■ Work instructions ■
Please add 101 to every coordinate number in the GeoJSON points, and write out again each line of the data from the line with "Where can you spot the wooden" up to and including the last line of the data. Keep all other text on those lines unchanged, and leave the pictures out of your answer.

----------

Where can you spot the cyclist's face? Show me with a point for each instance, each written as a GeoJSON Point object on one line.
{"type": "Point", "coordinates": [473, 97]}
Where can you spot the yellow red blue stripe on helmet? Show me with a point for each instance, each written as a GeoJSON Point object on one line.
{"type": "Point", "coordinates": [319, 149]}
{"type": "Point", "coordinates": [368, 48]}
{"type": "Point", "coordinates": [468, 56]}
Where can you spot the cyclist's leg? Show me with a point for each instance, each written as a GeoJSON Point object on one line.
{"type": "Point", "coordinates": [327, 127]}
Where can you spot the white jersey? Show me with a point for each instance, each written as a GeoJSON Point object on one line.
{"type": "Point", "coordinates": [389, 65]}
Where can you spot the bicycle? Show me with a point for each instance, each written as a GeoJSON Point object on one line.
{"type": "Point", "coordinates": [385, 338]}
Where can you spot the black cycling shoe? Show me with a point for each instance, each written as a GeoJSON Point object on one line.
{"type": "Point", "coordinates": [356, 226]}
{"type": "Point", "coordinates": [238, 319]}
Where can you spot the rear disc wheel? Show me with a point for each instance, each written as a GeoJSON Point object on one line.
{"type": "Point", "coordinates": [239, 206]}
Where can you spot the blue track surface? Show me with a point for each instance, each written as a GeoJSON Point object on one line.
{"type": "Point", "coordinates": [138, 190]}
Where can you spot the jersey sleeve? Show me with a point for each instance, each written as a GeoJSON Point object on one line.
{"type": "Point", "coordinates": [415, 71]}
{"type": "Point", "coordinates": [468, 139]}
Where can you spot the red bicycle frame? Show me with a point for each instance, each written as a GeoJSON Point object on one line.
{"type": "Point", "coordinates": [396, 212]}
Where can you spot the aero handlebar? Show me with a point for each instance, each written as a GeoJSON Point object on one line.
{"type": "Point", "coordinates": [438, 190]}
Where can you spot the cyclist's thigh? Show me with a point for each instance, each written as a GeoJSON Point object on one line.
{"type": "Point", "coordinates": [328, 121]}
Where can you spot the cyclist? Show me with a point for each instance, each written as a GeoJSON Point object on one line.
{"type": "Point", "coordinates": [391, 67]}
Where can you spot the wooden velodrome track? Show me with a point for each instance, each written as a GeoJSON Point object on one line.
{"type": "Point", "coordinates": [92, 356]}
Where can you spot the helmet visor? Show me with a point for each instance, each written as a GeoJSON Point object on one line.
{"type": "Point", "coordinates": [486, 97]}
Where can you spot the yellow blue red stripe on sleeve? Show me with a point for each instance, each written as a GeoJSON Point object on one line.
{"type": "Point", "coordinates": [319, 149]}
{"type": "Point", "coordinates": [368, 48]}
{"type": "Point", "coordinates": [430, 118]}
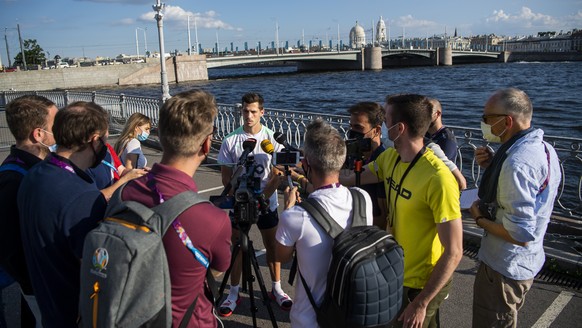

----------

■ Result ■
Where can you spot the wooden velodrome track? Show me with a point for each instance, each written as a GeoJSON Point object on one line.
{"type": "Point", "coordinates": [193, 457]}
Where can you spot the helmet visor? Show me with a point for each instance, each written as a GeoJSON Point object on one line.
{"type": "Point", "coordinates": [587, 198]}
Where can you spot the yellow blue red stripe on sleeve? Show me with a point for each instance, each written as a GeoJSON Point object on one line.
{"type": "Point", "coordinates": [420, 250]}
{"type": "Point", "coordinates": [469, 149]}
{"type": "Point", "coordinates": [531, 219]}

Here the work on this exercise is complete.